▶ TEXT PROVIDED:
+--

This kind of sneaky teaching isn't common in tango. The first person I saw use it was Osvaldo Natucci, and his partner Eladia Cordoba at El Beso. Natu is a smart guy. He worked in Spain as an industrial engineer, and he is a serious student of the milongueros, and of tango technique. His classes seem very casual. Music plays, and you dance. Occasionally he will wander over and tell you to switch partners. Sometimes, but not often, he will demonstrate something. But you find that every class or two he corrects one small thing, hand position, a small thing about posture or stepping. And you start to improve. Normally he is very quiet, but sometimes something interesting happens. When he is inspired, he will suddenly go off on a wild monologue about tango, like a preacher who has seen the light. Sometimes it starts quietly, and people will begin to notice that he is sort of talking quietly, almost to himself. Then it gets louder, and people start to notice, and gather around. I have seen large rooms of people held breathless in rapt attention as he testifies in the Church of Tango for 10 or 15 minutes. He's very knowledgeable, and my Spanish is so bad that when he's on a roll like that, I don't get most of it. The few English speakers in the classes used to see me straining for the words, and offered to help by writing them down. I can still remember him yelling, “Tango es bajo y sucio! No es academia! No es academia!” Later Alejandra went to the classes with me and helped me understand what he was saying better, and Natu seemed very excited that she was coming to his classes.

Anibal Triolo and Osvaldo Natucci
Here is a young Osvaldo Natucci with his hero, Anibal Troilo. Natu lived for many years in Spain, and when he returned to Buenos Aires, the milongueros said, “Who are you? What do you know about tango?”  Natu was able to use this picture to gain entry into their world. (I told him I could put myself in the picture in five minutes using Photoshop—but he says the picture is genuine)

+--

▶ Source records:

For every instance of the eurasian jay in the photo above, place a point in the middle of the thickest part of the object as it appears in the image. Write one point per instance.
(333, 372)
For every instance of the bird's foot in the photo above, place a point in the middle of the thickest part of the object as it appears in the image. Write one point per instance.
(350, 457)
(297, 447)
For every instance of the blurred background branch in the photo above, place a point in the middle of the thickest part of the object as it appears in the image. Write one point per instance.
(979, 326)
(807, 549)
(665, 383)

+--

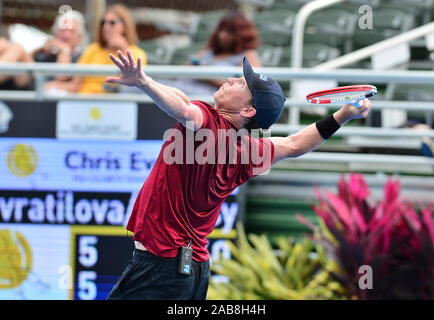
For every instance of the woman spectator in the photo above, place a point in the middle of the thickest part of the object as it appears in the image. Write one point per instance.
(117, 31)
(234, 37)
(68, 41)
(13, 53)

+--

▶ EXERCISE GOAL: In the text about Osvaldo Natucci's tango classes, what job did Natucci hold while he worked in Spain?

▶ OUTPUT FOR THIS TASK: He worked as an industrial engineer.